Goal> Reproduce each line of the entries below verbatim, omitting the pictures from your reply.
┌─ Listed entries
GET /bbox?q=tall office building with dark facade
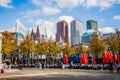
[70,19,83,46]
[87,20,98,31]
[56,20,68,42]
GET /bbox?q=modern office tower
[56,20,68,42]
[87,20,98,31]
[35,26,40,40]
[82,20,100,44]
[70,20,83,46]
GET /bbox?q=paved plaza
[0,68,120,80]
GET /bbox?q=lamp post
[0,34,2,70]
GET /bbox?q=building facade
[82,20,100,44]
[70,20,83,46]
[56,20,68,42]
[87,20,98,31]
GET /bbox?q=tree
[36,38,48,59]
[62,43,74,56]
[89,35,105,56]
[1,31,16,59]
[106,31,120,53]
[19,35,35,64]
[75,44,87,54]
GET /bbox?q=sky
[0,0,120,37]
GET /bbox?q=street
[0,69,120,80]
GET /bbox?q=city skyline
[0,0,120,38]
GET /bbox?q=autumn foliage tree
[89,35,105,56]
[1,31,16,59]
└─
The reply>
GET /bbox?q=tall office building with dark facade
[70,19,83,46]
[87,20,98,31]
[56,20,68,42]
GET /bbox?q=modern office tower
[56,20,68,42]
[87,20,98,31]
[35,26,40,40]
[82,20,100,44]
[70,20,83,46]
GET /bbox?q=paved plaza
[0,68,120,80]
GET /bbox?q=lamp post
[0,34,2,70]
GET /bbox?q=building facade
[82,20,100,44]
[70,20,83,46]
[56,20,68,42]
[87,20,98,31]
GET /bbox?q=tree
[36,38,48,59]
[62,43,74,56]
[89,35,105,56]
[1,31,16,59]
[106,31,120,53]
[19,35,35,64]
[75,44,87,54]
GET /bbox?q=sky
[0,0,120,37]
GET /bbox?q=street
[0,69,120,80]
GET /bbox?q=city skyline
[0,0,120,38]
GET /bbox?q=autumn foliage tree
[89,35,105,56]
[1,31,16,59]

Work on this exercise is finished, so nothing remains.